Extracted text -
*****

Skip to main content

Introduction

OpenCLIP provides a complete framework for training CLIP (Contrastive Language-Image Pre-training) models from scratch or fine-tuning existing models. This section covers everything you need to know about training CLIP models.

When to Train vs Use Pretrained Models

Use Pretrained Models When:

  • You need quick deployment for zero-shot classification
  • Your use case aligns with the training data of existing models
  • You have limited computational resources
  • You want to leverage models trained on billions of samples (LAION-2B, DataComp-1B)
OpenCLIP offers numerous pretrained models with varying sizes and capabilities, from small RN50 models to large ViT-bigG-14 models.

*****

Dataset content -
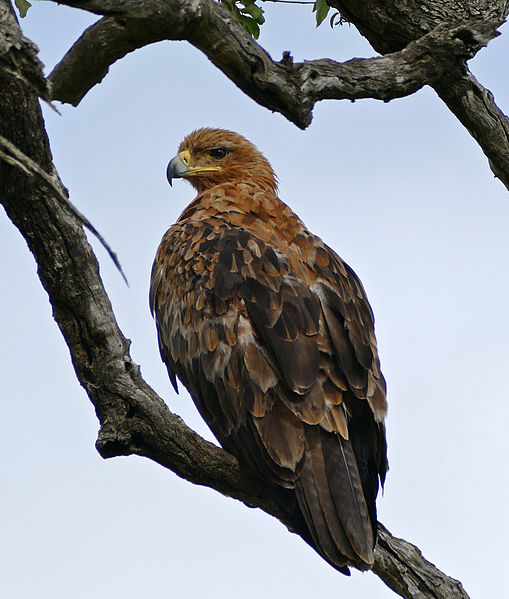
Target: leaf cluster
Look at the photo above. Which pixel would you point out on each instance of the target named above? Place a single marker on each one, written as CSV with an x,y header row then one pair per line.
x,y
247,13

*****

Requirements -
[1] According to the OpenCLIP page, what range of sizes do its pretrained models span?
[2] Using the OpenCLIP page, say yes or no for each statement and quote the words that decide it: (a) OpenCLIP can be used to fine-tune existing models. (b) The page suggests pretrained models when you have a lot of computing power. (c) LAION-2B is named as a source of billions of samples.

Answers to each task -
[1] They range from small RN50 models to large ViT-bigG-14 models.

[2]
(a) Yes: "training CLIP (Contrastive Language-Image Pre-training) models from scratch or fine-tuning existing models"
(b) No: "You have limited computational resources"
(c) Yes: "You want to leverage models trained on billions of samples (LAION-2B, DataComp-1B)"